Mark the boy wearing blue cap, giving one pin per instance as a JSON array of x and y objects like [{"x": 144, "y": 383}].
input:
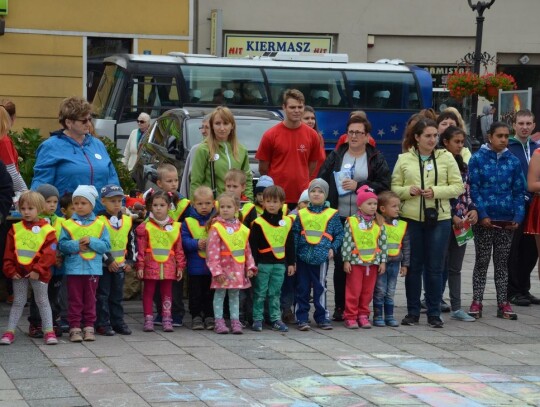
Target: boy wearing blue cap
[{"x": 116, "y": 262}]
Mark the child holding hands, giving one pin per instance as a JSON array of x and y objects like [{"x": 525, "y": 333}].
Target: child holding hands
[
  {"x": 229, "y": 259},
  {"x": 364, "y": 257}
]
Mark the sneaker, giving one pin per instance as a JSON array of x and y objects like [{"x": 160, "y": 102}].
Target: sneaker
[
  {"x": 288, "y": 317},
  {"x": 445, "y": 307},
  {"x": 391, "y": 321},
  {"x": 122, "y": 329},
  {"x": 50, "y": 338},
  {"x": 75, "y": 335},
  {"x": 338, "y": 315},
  {"x": 505, "y": 311},
  {"x": 35, "y": 331},
  {"x": 350, "y": 324},
  {"x": 167, "y": 325},
  {"x": 325, "y": 325},
  {"x": 105, "y": 331},
  {"x": 89, "y": 334},
  {"x": 257, "y": 326},
  {"x": 461, "y": 315},
  {"x": 279, "y": 326},
  {"x": 220, "y": 327},
  {"x": 435, "y": 322},
  {"x": 520, "y": 300},
  {"x": 178, "y": 322},
  {"x": 7, "y": 338},
  {"x": 197, "y": 324},
  {"x": 475, "y": 310},
  {"x": 209, "y": 323},
  {"x": 148, "y": 323},
  {"x": 534, "y": 300},
  {"x": 363, "y": 322},
  {"x": 410, "y": 320},
  {"x": 236, "y": 327},
  {"x": 303, "y": 326}
]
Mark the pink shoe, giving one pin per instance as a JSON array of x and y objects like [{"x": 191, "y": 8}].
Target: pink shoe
[
  {"x": 50, "y": 338},
  {"x": 236, "y": 327},
  {"x": 363, "y": 321},
  {"x": 350, "y": 324},
  {"x": 220, "y": 327},
  {"x": 7, "y": 338},
  {"x": 167, "y": 325},
  {"x": 148, "y": 323}
]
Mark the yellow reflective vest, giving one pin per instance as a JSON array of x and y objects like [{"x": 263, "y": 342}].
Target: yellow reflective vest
[
  {"x": 28, "y": 243},
  {"x": 275, "y": 236},
  {"x": 197, "y": 231},
  {"x": 365, "y": 240},
  {"x": 236, "y": 241},
  {"x": 314, "y": 224},
  {"x": 161, "y": 241},
  {"x": 76, "y": 232},
  {"x": 394, "y": 236},
  {"x": 119, "y": 237}
]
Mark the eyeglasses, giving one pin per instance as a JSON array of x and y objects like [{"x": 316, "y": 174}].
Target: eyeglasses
[
  {"x": 356, "y": 133},
  {"x": 84, "y": 121}
]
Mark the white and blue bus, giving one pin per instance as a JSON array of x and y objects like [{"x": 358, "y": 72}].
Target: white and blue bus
[{"x": 388, "y": 91}]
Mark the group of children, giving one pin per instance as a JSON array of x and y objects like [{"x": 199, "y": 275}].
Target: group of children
[{"x": 231, "y": 249}]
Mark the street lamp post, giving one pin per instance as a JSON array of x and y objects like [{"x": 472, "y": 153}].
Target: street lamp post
[{"x": 479, "y": 7}]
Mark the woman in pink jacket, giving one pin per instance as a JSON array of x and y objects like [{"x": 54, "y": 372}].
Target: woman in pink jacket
[{"x": 229, "y": 259}]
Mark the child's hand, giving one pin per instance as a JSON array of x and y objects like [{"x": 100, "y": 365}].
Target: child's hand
[
  {"x": 382, "y": 268},
  {"x": 33, "y": 275},
  {"x": 113, "y": 267},
  {"x": 330, "y": 254},
  {"x": 403, "y": 271},
  {"x": 291, "y": 270}
]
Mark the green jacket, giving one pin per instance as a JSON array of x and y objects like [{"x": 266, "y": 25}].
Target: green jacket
[
  {"x": 407, "y": 173},
  {"x": 200, "y": 171}
]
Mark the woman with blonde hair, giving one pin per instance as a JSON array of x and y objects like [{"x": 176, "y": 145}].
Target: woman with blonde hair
[{"x": 219, "y": 153}]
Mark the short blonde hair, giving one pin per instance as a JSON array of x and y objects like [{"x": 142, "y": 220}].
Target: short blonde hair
[{"x": 33, "y": 198}]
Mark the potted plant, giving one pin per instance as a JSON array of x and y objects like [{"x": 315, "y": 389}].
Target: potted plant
[
  {"x": 463, "y": 84},
  {"x": 494, "y": 82}
]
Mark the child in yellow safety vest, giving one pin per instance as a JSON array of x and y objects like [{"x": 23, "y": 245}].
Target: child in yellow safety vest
[
  {"x": 116, "y": 263},
  {"x": 272, "y": 244},
  {"x": 229, "y": 259},
  {"x": 398, "y": 260},
  {"x": 30, "y": 254},
  {"x": 194, "y": 240},
  {"x": 364, "y": 254},
  {"x": 83, "y": 241}
]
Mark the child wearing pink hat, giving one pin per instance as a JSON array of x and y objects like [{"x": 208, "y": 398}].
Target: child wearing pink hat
[{"x": 364, "y": 252}]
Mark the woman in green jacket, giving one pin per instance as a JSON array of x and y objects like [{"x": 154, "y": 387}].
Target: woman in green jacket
[
  {"x": 222, "y": 151},
  {"x": 426, "y": 178}
]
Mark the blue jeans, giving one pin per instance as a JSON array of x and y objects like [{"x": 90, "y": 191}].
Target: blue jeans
[
  {"x": 385, "y": 288},
  {"x": 428, "y": 247},
  {"x": 109, "y": 296}
]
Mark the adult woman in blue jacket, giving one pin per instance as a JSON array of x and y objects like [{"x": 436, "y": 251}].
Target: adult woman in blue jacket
[
  {"x": 72, "y": 156},
  {"x": 497, "y": 188}
]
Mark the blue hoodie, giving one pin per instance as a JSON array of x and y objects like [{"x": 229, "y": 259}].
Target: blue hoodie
[
  {"x": 497, "y": 185},
  {"x": 66, "y": 164}
]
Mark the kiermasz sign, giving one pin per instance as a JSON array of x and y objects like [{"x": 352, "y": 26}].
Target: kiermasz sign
[{"x": 239, "y": 45}]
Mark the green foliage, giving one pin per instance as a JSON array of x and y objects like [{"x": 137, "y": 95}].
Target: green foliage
[{"x": 27, "y": 142}]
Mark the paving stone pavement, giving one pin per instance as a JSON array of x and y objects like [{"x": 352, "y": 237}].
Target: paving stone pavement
[{"x": 490, "y": 362}]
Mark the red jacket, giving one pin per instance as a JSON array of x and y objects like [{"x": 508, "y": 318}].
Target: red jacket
[{"x": 41, "y": 264}]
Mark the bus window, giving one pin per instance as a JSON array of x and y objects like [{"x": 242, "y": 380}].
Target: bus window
[
  {"x": 321, "y": 88},
  {"x": 382, "y": 90},
  {"x": 150, "y": 94},
  {"x": 225, "y": 85}
]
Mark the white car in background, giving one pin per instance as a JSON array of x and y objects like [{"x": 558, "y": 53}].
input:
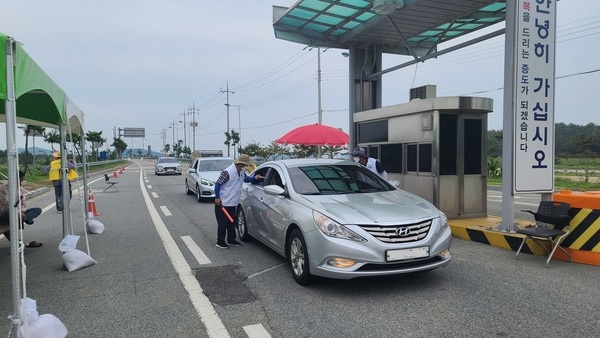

What is being asked » Pictures stay out; print everything else in the data exactly.

Answer box »
Mark the boy wearing blue cap, giving one pin per instance as a JSON array of x and y objects like [{"x": 144, "y": 383}].
input:
Target: boy wearing blue cap
[{"x": 116, "y": 262}]
Mark the child holding hands, giving one pin per instance as a JSON array of x and y objects like [{"x": 525, "y": 333}].
Target: child holding hands
[
  {"x": 229, "y": 259},
  {"x": 364, "y": 257}
]
Mark the sneaker, giving one pin per instance as a JSON array of x and y objects like [{"x": 160, "y": 102}].
Target: sneaker
[
  {"x": 288, "y": 317},
  {"x": 445, "y": 307},
  {"x": 391, "y": 321},
  {"x": 122, "y": 329},
  {"x": 50, "y": 338},
  {"x": 75, "y": 335},
  {"x": 338, "y": 315},
  {"x": 505, "y": 311},
  {"x": 35, "y": 331},
  {"x": 350, "y": 324},
  {"x": 167, "y": 325},
  {"x": 325, "y": 325},
  {"x": 105, "y": 331},
  {"x": 89, "y": 334},
  {"x": 257, "y": 326},
  {"x": 461, "y": 315},
  {"x": 279, "y": 326},
  {"x": 220, "y": 327},
  {"x": 435, "y": 322},
  {"x": 520, "y": 300},
  {"x": 178, "y": 322},
  {"x": 7, "y": 338},
  {"x": 197, "y": 324},
  {"x": 475, "y": 310},
  {"x": 209, "y": 323},
  {"x": 148, "y": 323},
  {"x": 534, "y": 300},
  {"x": 363, "y": 322},
  {"x": 410, "y": 320},
  {"x": 236, "y": 327},
  {"x": 303, "y": 326}
]
Mark the pink shoe, giving one pin per instance as a JSON array of x and y objects like [{"x": 191, "y": 8}].
Target: pink shoe
[
  {"x": 50, "y": 338},
  {"x": 236, "y": 327},
  {"x": 363, "y": 321},
  {"x": 350, "y": 324},
  {"x": 220, "y": 327},
  {"x": 7, "y": 338},
  {"x": 167, "y": 325},
  {"x": 148, "y": 323}
]
Mark the yellow reflective vest, giving one pin per instance as a JSON array of x and y objects like [{"x": 263, "y": 342}].
Target: yellow reflective vest
[
  {"x": 28, "y": 243},
  {"x": 275, "y": 236},
  {"x": 197, "y": 231},
  {"x": 365, "y": 240},
  {"x": 236, "y": 241},
  {"x": 314, "y": 224},
  {"x": 161, "y": 241},
  {"x": 76, "y": 232},
  {"x": 394, "y": 236},
  {"x": 119, "y": 237}
]
Mark the eyeglasses, giving one pin per instance as a JSON array of x and y objects like [{"x": 316, "y": 174}].
Target: eyeglasses
[
  {"x": 356, "y": 133},
  {"x": 84, "y": 121}
]
Mark the white and blue bus, giving one pin per instance as a JSON array of x and y objects like [{"x": 358, "y": 72}].
Target: white and blue bus
[{"x": 388, "y": 91}]
Mark the group of children, giving one pin per instance as a JSON array of x and y objects like [{"x": 199, "y": 275}].
Target: group of children
[{"x": 231, "y": 249}]
Mark the street lamp post, giving one pin per instance as a JSON array of x and y objects like [{"x": 472, "y": 153}].
Target: street lamp post
[{"x": 479, "y": 7}]
Mark the woman in pink jacket, giving one pin per instance as a JSON array of x and y objects like [{"x": 54, "y": 372}].
Target: woman in pink jacket
[{"x": 229, "y": 259}]
Mark the child's hand, giving one pin per instance as a JSON array of x and y objects like [{"x": 100, "y": 365}].
Target: child's hand
[
  {"x": 382, "y": 268},
  {"x": 33, "y": 275},
  {"x": 113, "y": 267},
  {"x": 330, "y": 254},
  {"x": 403, "y": 271},
  {"x": 291, "y": 270}
]
Mark the green jacket, giving one pin per instance as a JSON array of x and y objects like [{"x": 266, "y": 25}].
Target: green jacket
[
  {"x": 407, "y": 173},
  {"x": 200, "y": 171}
]
Mark the woman with blonde hair, giving one pin per instance as a JSON array of x and y objects like [{"x": 176, "y": 145}].
Target: woman with blonde hair
[{"x": 219, "y": 153}]
Mark the short blonde hair, giving one pin per instance as a JSON array of x and y objects like [{"x": 142, "y": 220}].
Target: short blonde hair
[{"x": 33, "y": 198}]
Mark the potted plant, giving one pin per instance as a JSON array of x and y objects like [{"x": 315, "y": 389}].
Target: potted plant
[
  {"x": 463, "y": 84},
  {"x": 494, "y": 82}
]
Mark the child in yellow safety vest, giving one pin per instance as a JSON array of x and y objects like [{"x": 23, "y": 245}].
Target: child in yellow safety vest
[
  {"x": 116, "y": 263},
  {"x": 272, "y": 244},
  {"x": 229, "y": 259},
  {"x": 398, "y": 260},
  {"x": 30, "y": 254},
  {"x": 194, "y": 240},
  {"x": 364, "y": 254},
  {"x": 83, "y": 241}
]
Mark the child wearing pink hat, giving one pin per instance as a JSON array of x and y objects like [{"x": 208, "y": 398}].
Target: child wearing pink hat
[{"x": 364, "y": 252}]
Mark the woman in green jacket, giving one pin per instance as a JSON array of x and y objects like [{"x": 154, "y": 387}].
Target: woman in green jacket
[
  {"x": 222, "y": 151},
  {"x": 426, "y": 178}
]
Mark the blue jeans, giving one pin per instance as a JSON array of x and y objects like [{"x": 90, "y": 191}].
Target: blue jeans
[
  {"x": 385, "y": 288},
  {"x": 428, "y": 247},
  {"x": 109, "y": 296}
]
Mark the adult woman in blue jacket, giving one pin per instance as a JSON array of x and y objects like [{"x": 436, "y": 251}].
Target: adult woman in blue jacket
[
  {"x": 72, "y": 156},
  {"x": 497, "y": 188}
]
Mark the blue hoodie, giving one pin per instance as a JSON array of x and y objects like [{"x": 229, "y": 259}].
Target: blue hoodie
[
  {"x": 497, "y": 185},
  {"x": 66, "y": 164}
]
Mark the kiermasz sign, giving one pin per instance as a JSON array of x and y objects like [{"x": 352, "y": 26}].
Target: kiermasz sign
[{"x": 239, "y": 45}]
Mark the green foliage, giving one pin per instance as a JSON array of x and y objects like [{"x": 137, "y": 95}].
Target: green foliage
[{"x": 27, "y": 142}]
Mark the paving stone pavement, giving one pin per instance as a JSON array of x and y objects like [{"x": 352, "y": 237}].
Target: paving stone pavement
[{"x": 490, "y": 362}]
Mark the red jacket, giving one pin per instance as a JSON array of x and y objects like [{"x": 508, "y": 318}].
Target: red jacket
[{"x": 41, "y": 264}]
Mark the bus window, giving one pin per instance as a JSON array of x and y objects like [{"x": 242, "y": 380}].
Target: bus window
[
  {"x": 321, "y": 88},
  {"x": 382, "y": 90},
  {"x": 150, "y": 94},
  {"x": 225, "y": 85}
]
Mark the white car in background, giving one pin per instance as a JSON array of x and y objects like [{"x": 558, "y": 53}].
input:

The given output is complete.